*** Opening Data listing ***

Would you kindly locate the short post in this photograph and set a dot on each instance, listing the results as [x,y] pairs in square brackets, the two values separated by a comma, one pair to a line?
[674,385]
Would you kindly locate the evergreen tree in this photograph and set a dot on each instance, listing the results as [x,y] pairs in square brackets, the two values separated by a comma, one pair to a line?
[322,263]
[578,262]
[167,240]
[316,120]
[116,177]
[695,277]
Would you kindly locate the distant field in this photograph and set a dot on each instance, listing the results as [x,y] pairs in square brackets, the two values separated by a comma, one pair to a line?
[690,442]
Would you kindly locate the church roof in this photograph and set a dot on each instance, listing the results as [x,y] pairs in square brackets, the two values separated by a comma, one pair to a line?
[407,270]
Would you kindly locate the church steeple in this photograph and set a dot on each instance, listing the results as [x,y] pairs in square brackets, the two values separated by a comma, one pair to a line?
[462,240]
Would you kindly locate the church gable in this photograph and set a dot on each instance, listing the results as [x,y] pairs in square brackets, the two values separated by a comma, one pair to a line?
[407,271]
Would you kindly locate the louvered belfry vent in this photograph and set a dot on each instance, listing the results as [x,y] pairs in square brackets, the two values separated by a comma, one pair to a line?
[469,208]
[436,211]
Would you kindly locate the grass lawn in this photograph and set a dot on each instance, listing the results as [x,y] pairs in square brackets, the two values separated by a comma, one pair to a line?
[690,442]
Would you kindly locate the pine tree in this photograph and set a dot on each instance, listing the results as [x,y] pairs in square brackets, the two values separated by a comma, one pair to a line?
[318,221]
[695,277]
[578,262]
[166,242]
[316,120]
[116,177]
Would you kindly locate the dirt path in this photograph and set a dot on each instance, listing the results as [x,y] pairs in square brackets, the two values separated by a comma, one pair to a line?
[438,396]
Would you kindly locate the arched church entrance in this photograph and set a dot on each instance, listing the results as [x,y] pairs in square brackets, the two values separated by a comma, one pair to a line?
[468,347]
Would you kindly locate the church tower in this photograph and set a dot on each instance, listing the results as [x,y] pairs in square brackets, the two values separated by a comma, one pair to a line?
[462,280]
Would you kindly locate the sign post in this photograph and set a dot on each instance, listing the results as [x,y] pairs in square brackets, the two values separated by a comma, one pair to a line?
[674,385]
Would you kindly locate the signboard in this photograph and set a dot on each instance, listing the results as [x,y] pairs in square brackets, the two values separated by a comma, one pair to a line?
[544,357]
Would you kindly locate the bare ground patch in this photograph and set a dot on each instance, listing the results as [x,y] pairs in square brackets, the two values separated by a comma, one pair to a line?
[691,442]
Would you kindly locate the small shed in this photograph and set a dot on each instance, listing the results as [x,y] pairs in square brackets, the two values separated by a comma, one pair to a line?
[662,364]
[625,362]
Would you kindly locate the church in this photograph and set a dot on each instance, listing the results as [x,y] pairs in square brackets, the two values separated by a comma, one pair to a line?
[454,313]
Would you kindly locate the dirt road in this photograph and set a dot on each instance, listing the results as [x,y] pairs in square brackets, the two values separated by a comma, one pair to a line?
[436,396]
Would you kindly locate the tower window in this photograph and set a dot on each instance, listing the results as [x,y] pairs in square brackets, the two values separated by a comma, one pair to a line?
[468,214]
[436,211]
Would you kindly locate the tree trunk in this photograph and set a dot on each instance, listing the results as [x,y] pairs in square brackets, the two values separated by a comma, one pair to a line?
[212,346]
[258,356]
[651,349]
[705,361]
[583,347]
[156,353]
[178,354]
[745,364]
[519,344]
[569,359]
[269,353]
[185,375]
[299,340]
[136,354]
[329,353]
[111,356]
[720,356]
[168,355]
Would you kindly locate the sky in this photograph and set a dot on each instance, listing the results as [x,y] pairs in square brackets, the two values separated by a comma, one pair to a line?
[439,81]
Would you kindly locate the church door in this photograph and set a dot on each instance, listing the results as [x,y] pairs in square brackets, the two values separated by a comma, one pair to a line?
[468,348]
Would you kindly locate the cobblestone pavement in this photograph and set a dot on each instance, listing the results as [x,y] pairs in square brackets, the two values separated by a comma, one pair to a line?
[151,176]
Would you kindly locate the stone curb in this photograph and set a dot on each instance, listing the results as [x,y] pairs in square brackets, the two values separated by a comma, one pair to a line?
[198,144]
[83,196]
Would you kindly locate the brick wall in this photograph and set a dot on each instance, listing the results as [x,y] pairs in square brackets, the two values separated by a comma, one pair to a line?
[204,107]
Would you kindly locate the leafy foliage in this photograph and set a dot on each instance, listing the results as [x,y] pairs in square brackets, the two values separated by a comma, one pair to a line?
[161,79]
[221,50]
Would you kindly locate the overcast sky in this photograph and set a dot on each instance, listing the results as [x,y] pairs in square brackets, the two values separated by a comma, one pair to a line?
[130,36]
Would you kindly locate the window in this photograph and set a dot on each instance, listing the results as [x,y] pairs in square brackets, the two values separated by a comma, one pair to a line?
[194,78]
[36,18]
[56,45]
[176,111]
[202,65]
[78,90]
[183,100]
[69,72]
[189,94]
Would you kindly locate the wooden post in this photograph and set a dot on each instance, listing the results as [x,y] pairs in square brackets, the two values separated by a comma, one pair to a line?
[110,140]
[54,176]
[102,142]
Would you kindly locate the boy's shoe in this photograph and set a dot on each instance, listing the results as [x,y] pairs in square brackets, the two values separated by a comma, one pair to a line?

*** Closing Data listing ***

## About this exercise
Emit the full listing verbatim.

## Solution for this problem
Would you kindly locate the short post in this photograph and set a dot on each instance, listing the results as [x,y] pairs in square brackets, the two values separated by a comma, one pair to a line?
[674,385]
Would you kindly locate the evergreen tree in this photograph and set a dot on each instance, listing the results as [x,y] pairs in square brackets, the two values separated by a comma, one pair to a line?
[322,263]
[578,262]
[167,240]
[316,120]
[116,177]
[695,277]
Would you kindly locate the distant field in this photograph and set a dot on each instance, listing the results as [x,y] pairs in square brackets, the two values separated by a comma, one pair to a line?
[690,442]
Would you kindly locate the church roof in this photograph and set a dot on each instance, listing the results as [x,y] pairs in square brackets, the two values separated by a comma, one pair to a line?
[407,270]
Would you kindly locate the church steeple in this photograph and set a dot on each instance, listing the results as [x,y] pairs in square brackets, the two values separated by a comma, one pair to a line?
[462,240]
Would you kindly locate the church gable in this photograph and set a dot on each instance, listing the results as [x,y] pairs in square brackets, the two values separated by a comma, one pair to a line?
[407,271]
Would you kindly locate the louvered belfry vent in this photograph and set a dot on each instance, listing the results as [x,y] pairs in square brackets, the two values separated by a comma, one pair to a line?
[469,208]
[436,211]
Would you kindly locate the grass lawn in this photograph and set a dot on each instance, listing the results as [x,y] pairs in square brackets, the two values separated by a comma, one pair to a line?
[690,442]
Would you kindly locate the pine tree in this photograph and set a dot on each instance, listing the results as [x,y] pairs in square brackets, the two values separated by a comma, one pair to a line?
[318,221]
[695,277]
[578,262]
[166,242]
[316,120]
[116,177]
Would you kindly locate the dirt path in this photograph and set a dot on each instance, listing the results as [x,y] pairs in square brackets, the two values separated by a comma, one pair to a line?
[438,396]
Would you kindly locate the arched church entrance in this photograph and set a dot on each instance, listing the results as [x,y] pairs in square brackets, the two values separated by a comma, one pair to a line?
[468,347]
Would you kindly locate the church tower in this photograph and set a dot on each instance, listing the results as [x,y] pairs in square brackets, the two values separated by a comma, one pair to a line?
[462,280]
Would you kindly locate the sign post in this photograph and set a dot on each instance, listing the results as [x,y] pairs in square brackets, the two values separated by a comma, one pair to a line?
[674,385]
Would you kindly locate the signboard in this photograph and set a dot on each instance, listing the results as [x,y] pairs in square brackets, the two values separated by a comma, one pair to a line?
[544,357]
Would you kindly locate the bare ground patch in this photograph and set a dot on each instance, listing the results as [x,y] pairs in square brackets, the two values separated by a comma, one pair to a line?
[691,442]
Would you kindly locate the small shed in this photograph and set a dot on each instance, listing the results as [x,y] pairs in square brackets, the two values separated by a comma, one pair to a line?
[662,364]
[625,362]
Would you kindly locate the church in this photograph and set a dot on each instance, listing the results as [x,y] pairs in square brackets, the two values separated by a comma, one pair to a line?
[454,313]
Would you kindly locate the dirt road in this photograph and set a dot on each instance, listing the results as [x,y] pairs in square brackets, the two values separated by a comma, one pair to a line?
[436,396]
Would you kindly locate the tower window in this photograph and set a dot on each instance, listing the results as [x,y] pairs in square brackets, the two values separated by a comma, one pair to a line?
[468,214]
[436,211]
Would you kindly locate the tree trunk in this photograph and set a dot on each instance, listing the results as [x,y] pairs in square brackets, the two values separated by a comma, one pair to a line?
[212,346]
[258,356]
[651,349]
[705,361]
[583,347]
[156,353]
[178,354]
[745,364]
[519,344]
[569,359]
[269,353]
[185,375]
[299,340]
[136,354]
[329,353]
[111,356]
[720,356]
[168,355]
Would you kindly locate the sky in this photograph and set a dot on each instance, listing the results as [x,y] pairs in square brackets, the two values separated by a comma, one pair to a line?
[439,81]
Would you kindly locate the church door in this photograph and set a dot on each instance, listing the results as [x,y] pairs in square brackets, the two values separated by a comma, one pair to a line?
[468,348]
Would you kindly locate the cobblestone pavement in this photograph and set a dot on each instance, listing the results as [x,y] pairs in square brackets, the two values separated by a comma, one pair to a line?
[151,176]
Would you kindly locate the stone curb in this photograph and set a dot on each instance, listing the results as [x,y] pairs in square brackets, the two values separated by a comma, one pair to a line?
[198,144]
[83,196]
Would you kindly locate the brick wall in this photograph and set a dot on each instance, listing the results as [x,y] pairs in square brackets, the two values separated by a comma, one pair to a line?
[204,107]
Would you kindly locate the leafy foliage in this photograph and set a dot on each instance, listing the results as [x,y] pairs in square brackets, the two values separated by a comma, one pair to a line?
[161,79]
[221,50]
Would you kindly locate the overcast sky in this photograph and set a dot on each instance, listing the results as [x,y] pairs in square brackets, the two values separated by a comma, one pair to a line?
[130,36]
Would you kindly locate the window in this photograph and set a dot on each instance, listing the results as [x,y] pairs in square brackets, the two values separated by a comma, one pair to a line?
[194,78]
[36,18]
[56,45]
[176,111]
[202,65]
[78,90]
[183,100]
[69,72]
[189,94]
Would you kindly locate the wooden post in this photograph and set a dot on each instance, listing the results as [x,y] pairs in square brackets, the two values separated by a comma, one pair to a line?
[110,140]
[54,176]
[102,142]
Would you kindly locate the boy's shoe in this photograph and set a dot on each instance, listing the results as [x,y] pairs in square brackets, the two values separated by a comma, one pair to a line?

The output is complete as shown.